[Provided material start]

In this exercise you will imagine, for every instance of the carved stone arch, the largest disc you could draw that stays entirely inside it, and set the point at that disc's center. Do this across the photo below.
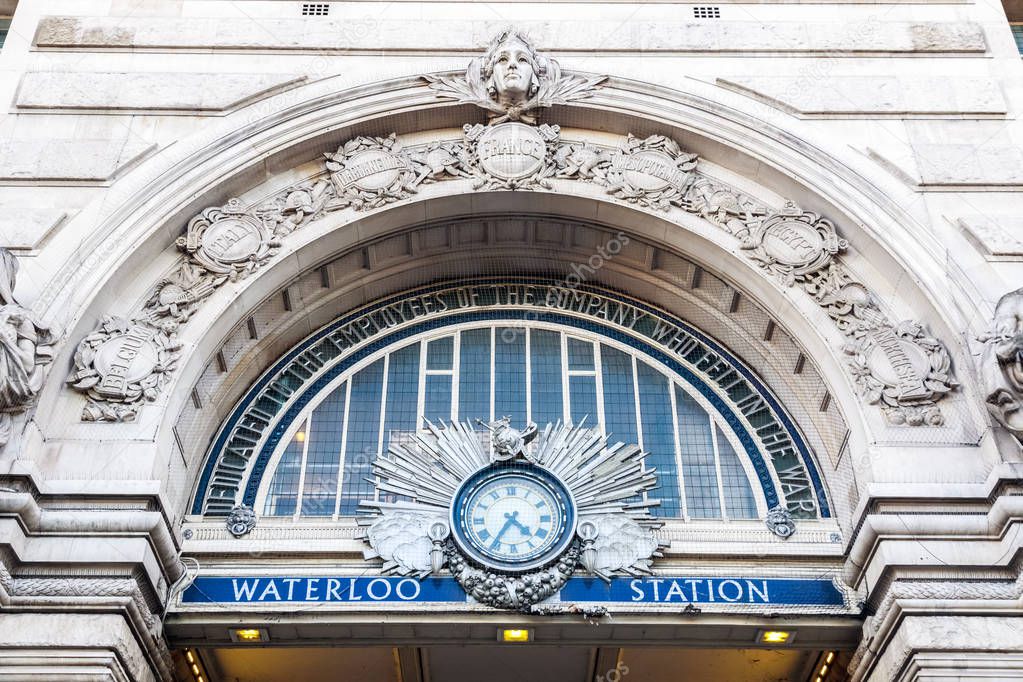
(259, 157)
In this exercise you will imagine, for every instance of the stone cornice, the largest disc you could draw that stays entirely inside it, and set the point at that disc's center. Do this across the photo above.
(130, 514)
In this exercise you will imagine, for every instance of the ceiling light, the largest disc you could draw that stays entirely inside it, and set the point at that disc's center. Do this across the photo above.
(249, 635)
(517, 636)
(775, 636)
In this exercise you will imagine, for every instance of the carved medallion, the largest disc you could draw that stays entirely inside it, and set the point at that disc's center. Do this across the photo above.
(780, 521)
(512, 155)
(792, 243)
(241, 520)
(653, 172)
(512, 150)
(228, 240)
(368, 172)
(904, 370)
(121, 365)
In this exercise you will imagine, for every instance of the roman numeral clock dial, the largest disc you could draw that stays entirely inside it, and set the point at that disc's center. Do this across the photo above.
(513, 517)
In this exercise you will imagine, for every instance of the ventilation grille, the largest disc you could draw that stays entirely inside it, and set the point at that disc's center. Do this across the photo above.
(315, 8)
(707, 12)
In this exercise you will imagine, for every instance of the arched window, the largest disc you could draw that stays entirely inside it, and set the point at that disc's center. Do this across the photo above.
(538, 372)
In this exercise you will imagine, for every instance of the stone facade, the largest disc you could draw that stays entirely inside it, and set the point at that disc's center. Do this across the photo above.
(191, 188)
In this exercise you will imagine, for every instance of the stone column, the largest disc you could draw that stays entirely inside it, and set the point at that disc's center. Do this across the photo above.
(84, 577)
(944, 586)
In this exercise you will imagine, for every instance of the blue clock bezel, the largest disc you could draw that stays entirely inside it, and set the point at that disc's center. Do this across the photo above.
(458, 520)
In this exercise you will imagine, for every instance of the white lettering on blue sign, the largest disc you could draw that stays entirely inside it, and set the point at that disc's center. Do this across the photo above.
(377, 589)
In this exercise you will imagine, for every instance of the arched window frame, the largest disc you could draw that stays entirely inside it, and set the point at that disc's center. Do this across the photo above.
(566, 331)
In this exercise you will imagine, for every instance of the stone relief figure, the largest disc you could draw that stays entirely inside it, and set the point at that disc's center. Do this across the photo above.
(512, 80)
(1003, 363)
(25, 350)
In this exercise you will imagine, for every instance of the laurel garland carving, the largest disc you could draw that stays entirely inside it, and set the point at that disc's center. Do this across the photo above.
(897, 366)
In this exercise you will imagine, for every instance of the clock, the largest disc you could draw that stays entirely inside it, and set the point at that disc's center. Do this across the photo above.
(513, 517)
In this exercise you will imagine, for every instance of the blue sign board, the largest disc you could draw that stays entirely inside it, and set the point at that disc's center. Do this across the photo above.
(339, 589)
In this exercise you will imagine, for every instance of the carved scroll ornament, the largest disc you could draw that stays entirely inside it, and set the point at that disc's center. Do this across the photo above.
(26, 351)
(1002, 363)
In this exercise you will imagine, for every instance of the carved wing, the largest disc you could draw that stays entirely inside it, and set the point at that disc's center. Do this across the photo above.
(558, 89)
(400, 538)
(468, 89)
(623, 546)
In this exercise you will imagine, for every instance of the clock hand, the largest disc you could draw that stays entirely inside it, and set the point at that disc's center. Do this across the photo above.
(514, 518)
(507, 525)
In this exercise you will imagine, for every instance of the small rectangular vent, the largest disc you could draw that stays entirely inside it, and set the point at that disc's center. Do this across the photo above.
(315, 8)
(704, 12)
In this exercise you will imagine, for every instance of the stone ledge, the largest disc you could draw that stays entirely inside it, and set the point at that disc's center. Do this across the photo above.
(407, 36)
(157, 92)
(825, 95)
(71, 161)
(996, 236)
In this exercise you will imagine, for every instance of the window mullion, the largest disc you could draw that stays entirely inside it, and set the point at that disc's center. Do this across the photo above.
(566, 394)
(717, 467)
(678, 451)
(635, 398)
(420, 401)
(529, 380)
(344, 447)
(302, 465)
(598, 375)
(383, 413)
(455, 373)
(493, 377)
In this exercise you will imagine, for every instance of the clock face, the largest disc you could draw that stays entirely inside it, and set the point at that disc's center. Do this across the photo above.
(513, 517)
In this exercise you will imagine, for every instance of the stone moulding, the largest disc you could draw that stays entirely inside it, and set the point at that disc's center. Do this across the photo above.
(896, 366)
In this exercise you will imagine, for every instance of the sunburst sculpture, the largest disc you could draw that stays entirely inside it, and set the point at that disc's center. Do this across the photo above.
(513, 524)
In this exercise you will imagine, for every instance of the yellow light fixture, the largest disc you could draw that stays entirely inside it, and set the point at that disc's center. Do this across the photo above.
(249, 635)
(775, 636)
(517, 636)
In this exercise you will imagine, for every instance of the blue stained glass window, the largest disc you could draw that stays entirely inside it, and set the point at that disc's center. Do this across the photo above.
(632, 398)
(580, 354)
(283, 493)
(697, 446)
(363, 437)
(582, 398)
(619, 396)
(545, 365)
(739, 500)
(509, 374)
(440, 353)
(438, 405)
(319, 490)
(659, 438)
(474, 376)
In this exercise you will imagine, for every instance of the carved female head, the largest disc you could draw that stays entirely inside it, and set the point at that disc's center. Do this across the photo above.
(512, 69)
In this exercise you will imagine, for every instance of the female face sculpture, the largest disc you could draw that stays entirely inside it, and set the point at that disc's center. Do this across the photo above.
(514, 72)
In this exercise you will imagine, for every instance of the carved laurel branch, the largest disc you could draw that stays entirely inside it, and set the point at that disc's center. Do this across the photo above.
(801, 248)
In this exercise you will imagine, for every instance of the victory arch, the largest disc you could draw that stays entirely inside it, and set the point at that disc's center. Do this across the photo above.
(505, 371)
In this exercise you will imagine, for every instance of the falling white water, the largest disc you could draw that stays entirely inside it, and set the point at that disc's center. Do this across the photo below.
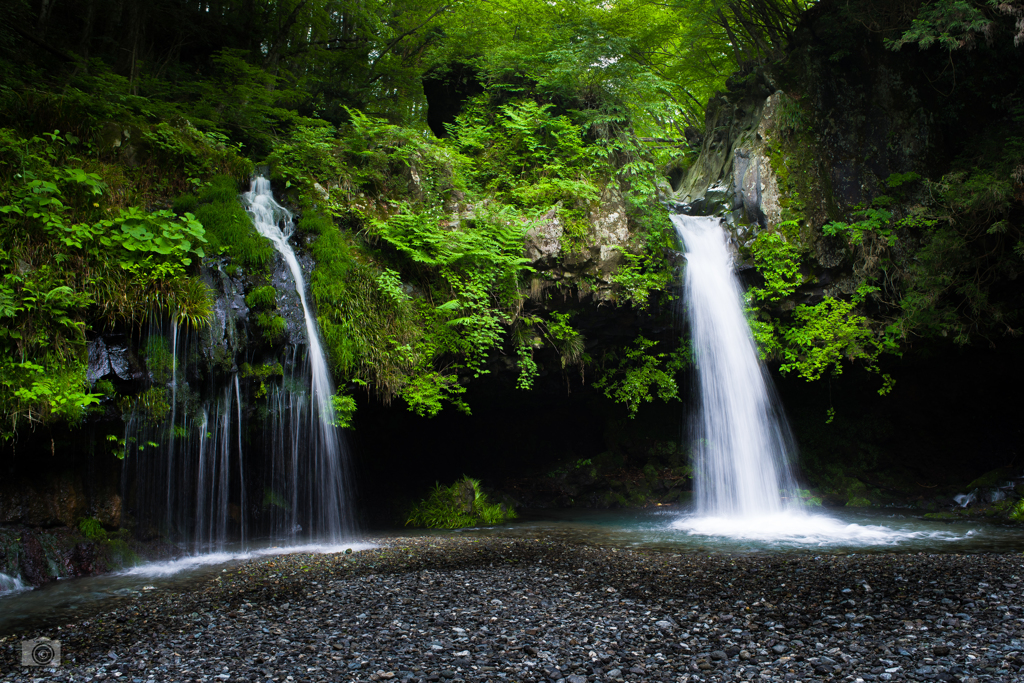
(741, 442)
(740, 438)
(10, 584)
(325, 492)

[Provided material end]

* Work to be completed
Give back, word for word, the part of the listing that runs from the line with "the carved laurel" through the end of the listing, leaving out the pictures.

* Written solution
In this exercise you will imagine, for every instance of the carved laurel branch, the largest disc you could draw that stays entirely inside it, and set the point at that disc's center. Do this across the photo above.
(801, 248)
In this exercise you will imagine, for every instance of the victory arch, the largest disc you could draw that stays entirely inside it, and set the point at that disc's center. Do this across the photo above.
(505, 371)
In this exercise you will imagine, for every instance of the falling white water, the largest disc you could draw that stays entirely inside it, and set the point at that disc's center. Do this across the photo below.
(741, 442)
(740, 438)
(10, 584)
(325, 492)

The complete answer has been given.